### Exercise task:
Restate every line of the material, word for word.

══════

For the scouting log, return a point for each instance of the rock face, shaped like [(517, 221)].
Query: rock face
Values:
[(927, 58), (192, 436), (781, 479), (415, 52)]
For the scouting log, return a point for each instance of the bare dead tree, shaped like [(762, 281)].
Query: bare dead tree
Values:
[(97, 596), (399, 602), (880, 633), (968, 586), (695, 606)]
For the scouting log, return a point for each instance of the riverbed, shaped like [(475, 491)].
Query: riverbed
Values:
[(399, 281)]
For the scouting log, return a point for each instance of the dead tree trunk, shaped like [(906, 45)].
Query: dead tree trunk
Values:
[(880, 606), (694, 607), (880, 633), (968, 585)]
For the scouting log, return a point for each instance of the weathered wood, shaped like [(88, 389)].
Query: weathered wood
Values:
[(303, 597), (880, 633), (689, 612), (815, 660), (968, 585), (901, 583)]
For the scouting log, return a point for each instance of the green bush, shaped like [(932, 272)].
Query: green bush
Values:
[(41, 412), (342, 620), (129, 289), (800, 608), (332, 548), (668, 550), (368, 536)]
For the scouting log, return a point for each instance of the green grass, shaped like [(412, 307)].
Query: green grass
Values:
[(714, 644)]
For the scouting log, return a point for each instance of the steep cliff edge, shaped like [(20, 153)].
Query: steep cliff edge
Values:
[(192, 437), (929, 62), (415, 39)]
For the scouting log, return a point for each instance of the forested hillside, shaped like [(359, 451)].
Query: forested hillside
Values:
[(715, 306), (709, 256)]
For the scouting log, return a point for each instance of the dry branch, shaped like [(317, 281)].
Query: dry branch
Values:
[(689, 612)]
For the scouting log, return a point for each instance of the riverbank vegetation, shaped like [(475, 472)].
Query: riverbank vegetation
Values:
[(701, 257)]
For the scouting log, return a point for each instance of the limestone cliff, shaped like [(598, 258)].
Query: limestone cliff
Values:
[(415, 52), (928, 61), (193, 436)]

══════

### Answer for this exercise:
For the scouting log, return a point for each instance of the rock face, shaped like [(517, 221)].
Query: rock face
Values:
[(927, 58), (192, 436), (781, 479), (415, 52)]
For the scouting log, return a point for each instance of the bare dead tree, shaped like [(762, 281)].
Query: bare dead tree
Values:
[(97, 596), (399, 602), (880, 633), (968, 586), (695, 606)]
For the scouting log, return a point for each instance of the riverbed, shaped like [(475, 491)].
Query: riverbed
Values:
[(399, 281)]
For the scouting log, return a point for each instance of the dead tree trunk, shaped like [(906, 45)].
Query: dead tree trunk
Values:
[(880, 606), (694, 607), (880, 633), (968, 585)]
For the scouting log, return a point for each instance of the weathered wood, shaped like [(88, 389)].
Query: weathered wood
Values:
[(303, 597), (880, 633), (689, 612), (815, 660), (968, 585), (901, 583)]
For the scouting log, return a point for each instance of the green bush, shaped like [(932, 272)].
Query: green bush
Values:
[(41, 412), (342, 620), (129, 289), (800, 608), (332, 548), (668, 550), (368, 536)]
For the scouting log, return a point for each instance of the green grass, shaped like [(412, 307)].
Query: green grass
Values:
[(714, 644)]
For the scouting log, return a point for each instance of the steep cliff edge, shaped like [(20, 153)].
Query: steep cliff edge
Values:
[(192, 437), (929, 62), (415, 39)]
For the scouting log, return a point for each instance of the forested hillside, shaped like [(359, 451)].
Query: forested hillside
Values:
[(715, 306), (709, 256)]
For the scouting log, return a point for each instance of the dry branch, shaped like [(317, 281)].
Query: dry branch
Values:
[(689, 612)]
For the scouting log, return a point for each instance of the riverbank vegetation, shaped like [(475, 472)].
Query: riverbank vegetation
Values:
[(701, 257)]
For the scouting log, return a point for each instance of the limestone cliff, shaped like [(598, 258)].
Query: limestone cliff
Values:
[(415, 52), (928, 61), (193, 436)]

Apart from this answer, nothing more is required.